[Collected data]
[Start of section]

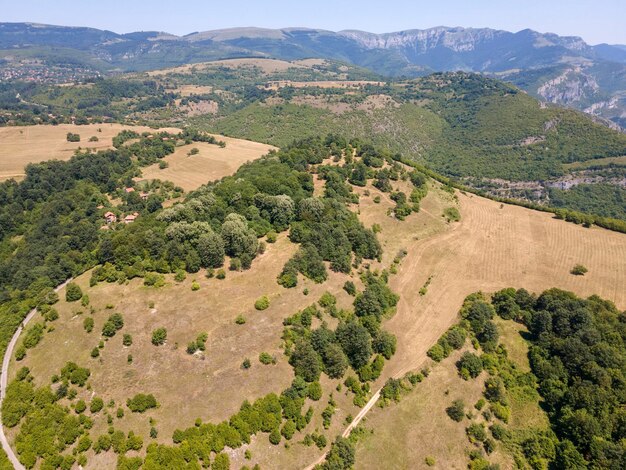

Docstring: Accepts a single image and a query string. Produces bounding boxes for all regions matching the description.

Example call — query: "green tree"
[446,400,465,422]
[65,283,83,302]
[336,322,372,370]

[End of section]

## What is expected
Without the pictures, write out every line above exactly as it appears.

## Task output
Docstring: Accepts a single image and a query string. Produces bounding boxes for all regions matching the description.

Example call — query: "green tree"
[446,400,465,422]
[65,283,83,302]
[336,322,372,370]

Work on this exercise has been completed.